Work instructions: Pick out each line in the listing below that contains the string "instance" and copy those lines. Treat uppercase and lowercase as different.

Task material:
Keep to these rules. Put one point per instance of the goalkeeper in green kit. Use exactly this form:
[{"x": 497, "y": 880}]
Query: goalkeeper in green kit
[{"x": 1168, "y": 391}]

* * *

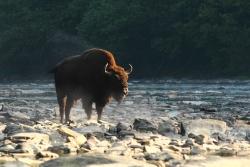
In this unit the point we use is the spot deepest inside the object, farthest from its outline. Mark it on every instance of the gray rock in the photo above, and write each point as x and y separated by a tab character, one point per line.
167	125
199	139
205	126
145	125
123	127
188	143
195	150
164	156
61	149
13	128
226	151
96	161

Response:
Keep to these rules. Put one point per instance of the goalkeeper in green kit. Use exactly this form:
In this unit the point we use is the spot deepest inside the object, farthest from its outline. Mark it on every instance of the gray rock in the photo above, and write each point as x and y separated by a tab character, one point per line.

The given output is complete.